▸ Exercise passage
🛡️ ZENmode AI — Project Story
Inspiration
Every day, Reddit moderators fight an invisible war.
They wake up to hundreds of reports, spam floods, coordinated raids, toxic comment chains, and scam links — all while volunteering their time for free. There are 2.8 million subreddit moderators on Reddit, and most of them are burning out.
I've personally seen subreddit communities collapse — not because the topic became irrelevant, but because moderation couldn't keep up. A single raid can destroy years of community culture in under 10 minutes. A spam wave can bury genuine discussions under garbage. Toxic comment chains can drive good-faith users away permanently.
The existing tools were built for a different era. AutoModerator is powerful but requires you to think like a programmer. The report queue is a flat, unorganized list. There's no AI layer, no priority system, no predictive protection.
The question that drove this project: What if moderation could be as intelligent as the threats it faces?
That question became ZENmode AI — an autonomous, AI-powered moderation suite built natively on Devvit.
What We Built
ZENmode AI is a comprehensive Reddit moderation platform with 27 integrated tools, organized into 4 core pillars:
Pillar 1 — 🚨 Threat Detection
Real-time, automated defense layer that operates 24/7 without human input.
| Module | Function |
|---|---|
| Spam Detector | Hash-matching + behavioral frequency analysis |
| Toxic Comment Filter | BERT-based NLP hostility detection |
| Scam/Phishing Detector | URL threat intelligence + OCR image scanning |
| Bot/Fake Account Detector | Behavioral biometrics + account metadata analysis |
| Raid Attack Detector | Traffic velocity monitoring + emergency lockdown |
| Cross-Subreddit Threat Detector | Platform-wide bad actor tracking |
| Hate Speech Escalation Tracker | Long-term radicalization pattern monitoring |
Pillar 2 — 🧠 AI Intelligence Layer
Dynamic, context-aware AI that goes beyond rigid keyword filters.
| Module | Function |
|---|---|
| Context-Aware Moderation AI | Semantic understanding of sarcasm, slang, intent |
| AI Moderator Assistant | GPT-4 powered recommendations for ambiguous cases |
| AI Summary for Long Toxic Threads | LLM-based conflict narrative summarization |
| AI Ban/Warn Suggestion System | Multi-variable penalty recommendation engine |
| AI Debate Mediator | Real-time de-escalation interventions |
| Sentiment-Based Moderation | Emotional tone analysis for mental health communities |
Pillar 3 — ⚙️ Automation & Workflow
Rule-based automation that handles the repetitive 80% so mods can focus on the nuanced 20%.

▸ Supplied records
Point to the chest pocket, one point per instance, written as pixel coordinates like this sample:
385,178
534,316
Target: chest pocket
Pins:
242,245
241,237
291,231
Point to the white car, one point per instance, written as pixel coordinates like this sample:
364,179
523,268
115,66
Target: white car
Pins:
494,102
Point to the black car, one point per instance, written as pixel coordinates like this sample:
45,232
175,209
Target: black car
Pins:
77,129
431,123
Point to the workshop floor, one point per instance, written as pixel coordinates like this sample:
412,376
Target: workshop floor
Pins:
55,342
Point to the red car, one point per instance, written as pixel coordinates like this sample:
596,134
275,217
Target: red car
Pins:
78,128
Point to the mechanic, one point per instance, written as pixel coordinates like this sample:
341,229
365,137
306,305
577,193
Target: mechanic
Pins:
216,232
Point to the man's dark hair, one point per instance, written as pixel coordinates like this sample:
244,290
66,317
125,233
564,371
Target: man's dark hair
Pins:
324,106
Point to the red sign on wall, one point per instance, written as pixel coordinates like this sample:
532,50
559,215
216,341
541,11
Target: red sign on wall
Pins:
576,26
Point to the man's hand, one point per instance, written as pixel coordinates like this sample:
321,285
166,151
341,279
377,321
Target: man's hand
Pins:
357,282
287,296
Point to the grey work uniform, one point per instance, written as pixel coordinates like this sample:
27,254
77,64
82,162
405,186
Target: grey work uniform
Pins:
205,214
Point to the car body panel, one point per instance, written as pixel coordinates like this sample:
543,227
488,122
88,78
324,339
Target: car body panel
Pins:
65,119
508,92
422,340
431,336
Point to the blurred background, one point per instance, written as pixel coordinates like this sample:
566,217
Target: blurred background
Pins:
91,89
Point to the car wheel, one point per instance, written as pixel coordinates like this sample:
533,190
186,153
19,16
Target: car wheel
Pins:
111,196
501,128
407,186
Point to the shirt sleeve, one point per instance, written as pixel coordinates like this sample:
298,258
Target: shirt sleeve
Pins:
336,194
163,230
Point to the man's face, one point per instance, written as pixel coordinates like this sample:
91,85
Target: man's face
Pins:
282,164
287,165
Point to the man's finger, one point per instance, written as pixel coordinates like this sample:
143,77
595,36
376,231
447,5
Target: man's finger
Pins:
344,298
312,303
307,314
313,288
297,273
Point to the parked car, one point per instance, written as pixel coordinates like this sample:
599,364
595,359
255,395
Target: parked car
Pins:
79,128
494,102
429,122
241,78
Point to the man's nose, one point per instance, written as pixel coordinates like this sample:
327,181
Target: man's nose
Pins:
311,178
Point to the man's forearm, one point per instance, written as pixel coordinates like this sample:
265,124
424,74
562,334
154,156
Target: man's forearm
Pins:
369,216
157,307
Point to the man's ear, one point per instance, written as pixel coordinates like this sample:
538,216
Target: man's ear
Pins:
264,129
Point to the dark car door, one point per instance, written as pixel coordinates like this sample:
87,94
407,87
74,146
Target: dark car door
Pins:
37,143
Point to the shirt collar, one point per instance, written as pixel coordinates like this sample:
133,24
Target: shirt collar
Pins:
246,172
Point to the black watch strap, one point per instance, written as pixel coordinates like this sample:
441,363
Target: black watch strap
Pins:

▸ Task requirements
Reproduce verbatim the part of the ZENmode AI project story starting at "The existing tools" and ending at "natively on Devvit.". The records come from a separate source, not from the text.

▸ Written answer
The existing tools were built for a different era. AutoModerator is powerful but requires you to think like a programmer. The report queue is a flat, unorganized list. There's no AI layer, no priority system, no predictive protection.
The question that drove this project: What if moderation could be as intelligent as the threats it faces?
That question became ZENmode AI — an autonomous, AI-powered moderation suite built natively on Devvit.